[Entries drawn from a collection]
========================

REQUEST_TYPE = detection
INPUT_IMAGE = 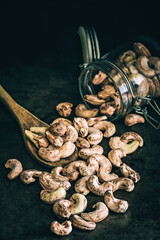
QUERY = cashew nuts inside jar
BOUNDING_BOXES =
[79,40,160,124]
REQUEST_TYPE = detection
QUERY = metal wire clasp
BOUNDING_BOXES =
[133,97,160,129]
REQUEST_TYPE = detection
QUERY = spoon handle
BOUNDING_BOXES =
[0,85,27,122]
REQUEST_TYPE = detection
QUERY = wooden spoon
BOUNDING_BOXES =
[0,85,78,167]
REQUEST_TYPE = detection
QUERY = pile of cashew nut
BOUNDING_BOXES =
[84,43,160,126]
[5,101,143,236]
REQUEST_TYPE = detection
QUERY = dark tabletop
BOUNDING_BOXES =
[0,1,160,240]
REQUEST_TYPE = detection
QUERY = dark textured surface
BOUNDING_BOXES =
[0,1,160,240]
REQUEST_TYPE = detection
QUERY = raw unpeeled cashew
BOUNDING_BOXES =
[73,117,88,137]
[87,116,107,127]
[84,94,106,106]
[104,190,128,213]
[120,132,143,147]
[79,158,99,176]
[93,121,116,138]
[46,131,63,147]
[74,176,90,196]
[104,178,134,213]
[53,199,74,218]
[92,71,107,85]
[5,159,23,180]
[63,161,84,181]
[87,127,103,145]
[108,149,126,167]
[81,202,109,223]
[51,167,69,182]
[20,169,42,184]
[87,175,113,196]
[87,154,118,182]
[125,114,145,126]
[38,147,61,162]
[72,215,96,230]
[51,221,72,236]
[40,187,66,204]
[56,102,73,117]
[69,193,87,215]
[75,104,99,118]
[75,137,90,148]
[50,118,72,127]
[62,125,78,142]
[39,172,71,191]
[79,145,103,159]
[59,141,76,158]
[49,122,67,137]
[109,137,139,154]
[120,163,140,183]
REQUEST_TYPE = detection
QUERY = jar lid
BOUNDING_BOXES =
[78,26,100,68]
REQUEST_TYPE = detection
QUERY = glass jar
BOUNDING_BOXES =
[78,27,160,128]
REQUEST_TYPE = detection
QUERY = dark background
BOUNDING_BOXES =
[0,0,160,240]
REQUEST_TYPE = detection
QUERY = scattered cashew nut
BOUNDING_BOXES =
[20,169,42,184]
[50,221,72,236]
[81,202,109,223]
[5,159,23,180]
[69,193,87,215]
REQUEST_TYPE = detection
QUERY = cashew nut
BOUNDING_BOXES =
[51,221,72,236]
[62,125,78,142]
[46,131,63,147]
[50,118,72,127]
[49,122,67,136]
[89,154,118,182]
[79,145,103,159]
[20,169,42,184]
[56,102,73,117]
[74,176,90,196]
[133,43,151,57]
[92,71,107,85]
[97,84,116,99]
[75,103,99,118]
[136,56,156,77]
[59,141,76,158]
[72,215,96,230]
[87,175,113,196]
[69,193,87,215]
[29,127,48,136]
[81,202,109,223]
[79,158,99,176]
[84,94,106,106]
[87,127,103,145]
[125,114,145,126]
[104,178,134,213]
[93,121,116,138]
[104,190,128,213]
[73,117,88,137]
[120,132,143,147]
[38,147,61,162]
[39,172,71,191]
[108,149,126,167]
[51,167,69,182]
[75,137,90,148]
[120,163,140,183]
[63,161,84,181]
[119,50,136,64]
[5,159,23,180]
[87,115,107,127]
[53,199,74,218]
[40,187,66,204]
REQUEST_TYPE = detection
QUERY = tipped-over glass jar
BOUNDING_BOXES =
[78,27,160,128]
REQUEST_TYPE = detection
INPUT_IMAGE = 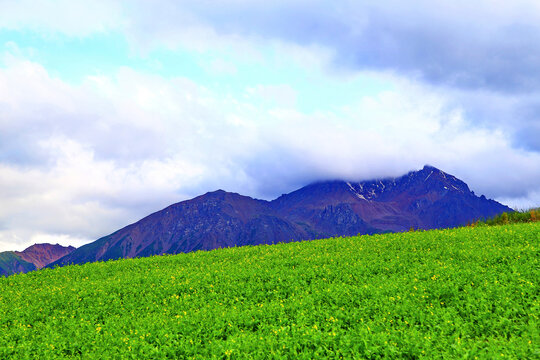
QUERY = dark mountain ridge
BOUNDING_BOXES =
[0,244,75,276]
[48,166,512,267]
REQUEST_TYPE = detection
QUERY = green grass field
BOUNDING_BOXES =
[0,223,540,359]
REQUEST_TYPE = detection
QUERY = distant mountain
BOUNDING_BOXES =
[0,244,75,276]
[49,166,512,267]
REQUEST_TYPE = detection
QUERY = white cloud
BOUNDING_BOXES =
[0,26,540,250]
[0,0,123,37]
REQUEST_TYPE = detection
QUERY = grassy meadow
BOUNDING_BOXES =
[0,222,540,359]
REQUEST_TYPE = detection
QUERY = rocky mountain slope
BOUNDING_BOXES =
[0,244,75,276]
[49,166,512,266]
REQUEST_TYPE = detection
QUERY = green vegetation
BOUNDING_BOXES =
[467,208,540,227]
[484,208,540,225]
[0,222,540,359]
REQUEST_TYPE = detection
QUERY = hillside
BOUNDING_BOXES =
[0,244,75,276]
[49,166,512,267]
[0,223,540,359]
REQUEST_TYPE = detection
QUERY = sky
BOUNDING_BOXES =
[0,0,540,251]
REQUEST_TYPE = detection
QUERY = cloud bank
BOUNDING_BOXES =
[0,0,540,250]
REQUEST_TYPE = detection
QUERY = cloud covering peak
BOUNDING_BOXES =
[0,0,540,250]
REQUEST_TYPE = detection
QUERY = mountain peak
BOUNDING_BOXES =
[48,165,511,267]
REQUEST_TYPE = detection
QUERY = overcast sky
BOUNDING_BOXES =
[0,0,540,251]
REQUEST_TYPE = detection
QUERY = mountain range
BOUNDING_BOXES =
[0,244,75,276]
[47,165,513,267]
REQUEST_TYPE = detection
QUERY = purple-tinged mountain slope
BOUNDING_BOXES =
[49,166,512,266]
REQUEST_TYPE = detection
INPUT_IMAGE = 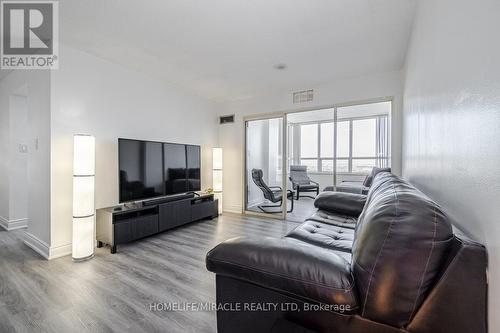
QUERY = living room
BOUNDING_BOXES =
[0,0,500,332]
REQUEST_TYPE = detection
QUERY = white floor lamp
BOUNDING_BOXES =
[72,134,95,261]
[212,148,223,214]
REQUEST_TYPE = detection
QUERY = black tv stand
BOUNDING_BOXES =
[96,193,219,253]
[142,192,198,206]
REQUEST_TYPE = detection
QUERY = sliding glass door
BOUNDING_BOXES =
[244,117,291,218]
[244,100,392,222]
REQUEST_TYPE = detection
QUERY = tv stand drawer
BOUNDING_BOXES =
[191,200,218,221]
[114,215,158,245]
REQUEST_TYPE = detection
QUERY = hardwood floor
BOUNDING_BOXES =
[0,214,297,333]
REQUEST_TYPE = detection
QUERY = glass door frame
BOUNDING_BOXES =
[242,96,395,220]
[242,112,293,220]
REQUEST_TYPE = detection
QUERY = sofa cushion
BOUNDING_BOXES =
[314,192,366,217]
[207,237,358,313]
[352,172,452,327]
[306,210,358,230]
[363,167,391,187]
[286,221,354,253]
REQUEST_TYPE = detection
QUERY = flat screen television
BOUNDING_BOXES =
[118,139,201,202]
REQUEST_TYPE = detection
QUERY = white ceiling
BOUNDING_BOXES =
[60,0,415,101]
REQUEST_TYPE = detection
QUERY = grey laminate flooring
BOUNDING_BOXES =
[0,214,296,333]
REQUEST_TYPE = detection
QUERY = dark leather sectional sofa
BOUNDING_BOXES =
[207,172,487,333]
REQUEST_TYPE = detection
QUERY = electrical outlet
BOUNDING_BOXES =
[19,144,28,154]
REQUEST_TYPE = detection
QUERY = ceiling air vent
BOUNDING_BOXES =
[219,114,234,125]
[293,89,314,104]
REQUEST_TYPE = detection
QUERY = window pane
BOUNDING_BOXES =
[300,124,318,157]
[337,121,349,157]
[321,160,333,172]
[321,123,333,158]
[352,159,375,174]
[300,160,318,172]
[337,160,349,173]
[352,118,377,157]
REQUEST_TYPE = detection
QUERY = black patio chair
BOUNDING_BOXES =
[252,169,293,214]
[288,165,319,200]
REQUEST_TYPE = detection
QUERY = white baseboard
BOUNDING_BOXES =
[49,244,73,260]
[0,216,28,231]
[24,232,50,259]
[24,232,73,260]
[222,205,243,214]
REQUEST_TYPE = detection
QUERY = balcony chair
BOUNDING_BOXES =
[252,169,293,214]
[289,165,319,200]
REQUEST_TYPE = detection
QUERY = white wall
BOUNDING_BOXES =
[218,71,403,212]
[9,94,28,223]
[51,45,217,255]
[403,0,500,332]
[0,70,50,243]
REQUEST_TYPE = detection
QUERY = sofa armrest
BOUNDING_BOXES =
[206,237,358,313]
[314,192,366,217]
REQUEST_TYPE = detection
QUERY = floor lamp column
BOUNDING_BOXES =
[212,148,223,214]
[72,134,95,261]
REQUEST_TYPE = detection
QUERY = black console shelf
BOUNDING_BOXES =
[96,194,219,253]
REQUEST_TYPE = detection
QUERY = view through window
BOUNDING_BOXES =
[293,102,390,174]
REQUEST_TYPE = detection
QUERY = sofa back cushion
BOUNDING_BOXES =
[352,172,453,327]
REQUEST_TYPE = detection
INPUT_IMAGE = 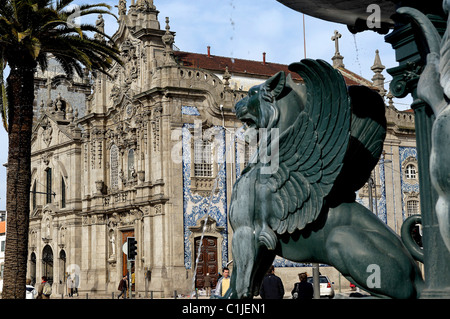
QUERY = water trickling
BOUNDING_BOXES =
[353,34,362,76]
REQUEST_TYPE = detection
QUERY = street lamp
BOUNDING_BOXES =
[277,0,450,298]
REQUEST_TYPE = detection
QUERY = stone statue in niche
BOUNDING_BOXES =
[225,59,424,298]
[398,0,450,251]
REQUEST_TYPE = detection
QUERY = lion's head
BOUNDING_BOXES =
[235,72,303,133]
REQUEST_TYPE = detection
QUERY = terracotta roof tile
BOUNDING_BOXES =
[174,51,374,88]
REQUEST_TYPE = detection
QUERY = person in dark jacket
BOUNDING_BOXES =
[117,275,128,299]
[291,272,314,300]
[259,265,284,299]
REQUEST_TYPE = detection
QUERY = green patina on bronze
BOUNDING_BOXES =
[225,59,423,298]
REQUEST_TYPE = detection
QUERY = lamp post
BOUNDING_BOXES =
[277,0,450,298]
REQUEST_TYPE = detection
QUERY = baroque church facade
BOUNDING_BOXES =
[28,0,419,297]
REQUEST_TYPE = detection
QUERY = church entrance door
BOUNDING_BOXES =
[121,230,135,291]
[195,236,218,289]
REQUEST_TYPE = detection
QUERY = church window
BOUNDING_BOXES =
[406,200,419,217]
[61,176,66,208]
[110,144,119,189]
[46,167,52,204]
[405,164,417,179]
[32,181,37,210]
[128,149,136,180]
[194,138,213,177]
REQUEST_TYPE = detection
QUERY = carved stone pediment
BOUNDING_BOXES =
[189,216,225,233]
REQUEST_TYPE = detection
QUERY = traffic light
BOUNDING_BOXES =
[127,237,137,260]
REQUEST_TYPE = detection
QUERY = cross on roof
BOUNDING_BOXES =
[331,30,342,55]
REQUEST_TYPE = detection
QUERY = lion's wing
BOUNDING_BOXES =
[268,59,351,234]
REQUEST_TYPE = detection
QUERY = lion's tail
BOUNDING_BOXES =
[327,86,386,207]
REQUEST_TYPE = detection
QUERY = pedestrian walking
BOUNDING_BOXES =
[204,272,211,297]
[67,275,75,297]
[291,272,314,300]
[25,278,37,299]
[215,267,230,297]
[117,275,128,299]
[259,265,284,299]
[36,276,52,299]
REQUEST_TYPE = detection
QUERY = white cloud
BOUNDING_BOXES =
[0,0,410,209]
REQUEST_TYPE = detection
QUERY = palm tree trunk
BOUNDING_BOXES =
[2,66,34,299]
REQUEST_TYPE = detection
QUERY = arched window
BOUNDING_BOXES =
[405,164,417,179]
[46,167,52,204]
[32,181,37,210]
[42,245,53,283]
[406,199,419,217]
[194,138,213,177]
[128,149,136,180]
[61,176,66,208]
[110,144,119,189]
[30,252,36,286]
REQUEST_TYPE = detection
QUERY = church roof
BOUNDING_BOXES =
[174,51,377,89]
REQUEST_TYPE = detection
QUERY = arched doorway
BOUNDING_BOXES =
[42,245,53,284]
[195,236,218,289]
[59,249,67,285]
[30,252,36,286]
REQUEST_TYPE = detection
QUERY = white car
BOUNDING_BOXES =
[308,275,334,299]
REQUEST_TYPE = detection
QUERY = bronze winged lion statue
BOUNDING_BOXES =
[225,59,423,298]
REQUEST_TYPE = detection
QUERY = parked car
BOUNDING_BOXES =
[308,275,334,299]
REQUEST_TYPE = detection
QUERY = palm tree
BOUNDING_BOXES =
[0,0,121,299]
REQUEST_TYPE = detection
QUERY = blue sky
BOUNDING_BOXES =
[0,0,411,210]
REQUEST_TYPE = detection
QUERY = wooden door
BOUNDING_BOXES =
[120,230,135,291]
[195,236,218,288]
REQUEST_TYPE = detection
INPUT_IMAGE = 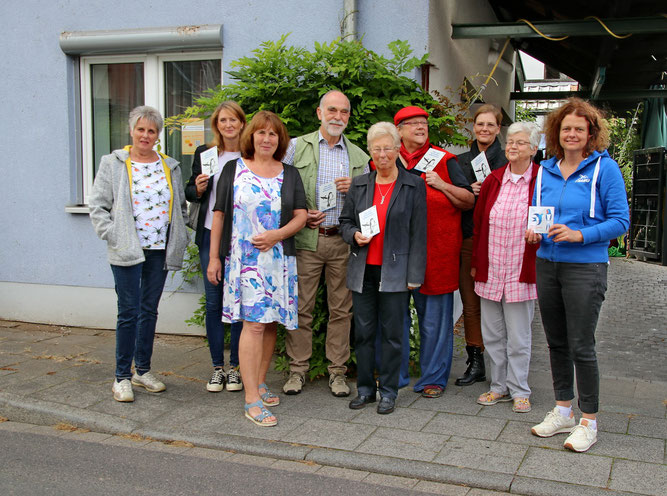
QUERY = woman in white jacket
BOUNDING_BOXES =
[89,106,188,402]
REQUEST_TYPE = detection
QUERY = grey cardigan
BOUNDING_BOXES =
[88,150,190,270]
[340,167,426,293]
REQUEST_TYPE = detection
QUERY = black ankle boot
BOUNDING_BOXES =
[454,346,486,386]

========================

WHAT THE EXERCISE ASKS: Resize everything from the start of the listing down to the line containing "[5,101,143,236]", both ends included. Repeat every line in that span, multiply each bounding box coordinate by 2.55, round to whole numbers with halves going up, and leave the pictures out.

PROBLEM SOLUTION:
REQUEST_TYPE = detection
INPUT_IMAGE = 
QUERY = cashew nuts inside jar
BOUNDING_BOXES =
[201,102,408,316]
REQUEST_TYPE = detection
QUERY = metal wire clasp
BOUNDING_BOXES =
[339,247,408,329]
REQUEST_TYPE = detection
QUERY = spoon handle
BOUNDING_BOXES =
[0,217,69,311]
REQUEST_TYPE = detection
QUERY = wooden spoon
BOUNDING_BOXES =
[0,217,199,426]
REQUEST_TYPE = detection
QUERY = pile of cashew nut
BOUNDING_BOXES =
[214,110,408,321]
[13,258,365,602]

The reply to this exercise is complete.